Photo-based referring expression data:
■ ■ ■ ■ ■ ■ ■
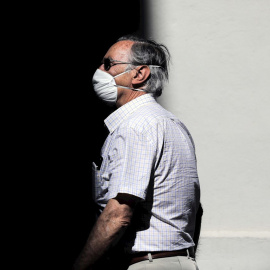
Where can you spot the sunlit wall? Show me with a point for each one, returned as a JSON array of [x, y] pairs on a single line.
[[220, 88]]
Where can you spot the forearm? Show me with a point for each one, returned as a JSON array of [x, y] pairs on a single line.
[[107, 230]]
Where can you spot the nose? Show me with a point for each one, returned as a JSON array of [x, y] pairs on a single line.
[[102, 67]]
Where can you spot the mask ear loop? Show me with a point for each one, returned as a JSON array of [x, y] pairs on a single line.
[[134, 89]]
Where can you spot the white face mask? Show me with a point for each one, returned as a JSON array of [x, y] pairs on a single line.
[[106, 87]]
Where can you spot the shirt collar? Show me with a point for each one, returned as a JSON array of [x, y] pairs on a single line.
■ ■ ■ ■ ■ ■ ■
WHAT IS REQUIRED: Render the records above word for word and leave the pictures out.

SOLVED EXERCISE:
Where can you spot the sunlit wall? Show me with a point for each one, returned as a JSON array of [x, y] pairs on a single line.
[[220, 88]]
Where can you spot the forearm? Show me with a point for each one, returned as a JSON array of [x, y] pairs on a single line.
[[107, 230]]
Where can you spot the nose? Show me with a point for each one, returned as a JSON array of [x, y] pairs on a single line.
[[102, 67]]
Where can you spot the mask ear loop? Show me with a point for each one, returned as a JSON array of [x, y] pairs on a single line.
[[134, 89]]
Where can you spot the white face mask? Show me with a point for each one, returned as a JSON array of [x, y] pairs on a single line.
[[106, 87]]
Where can you spot the shirt collar? Show me with a point for each one, returned as a JSON array of [x, y] pairs on a single line.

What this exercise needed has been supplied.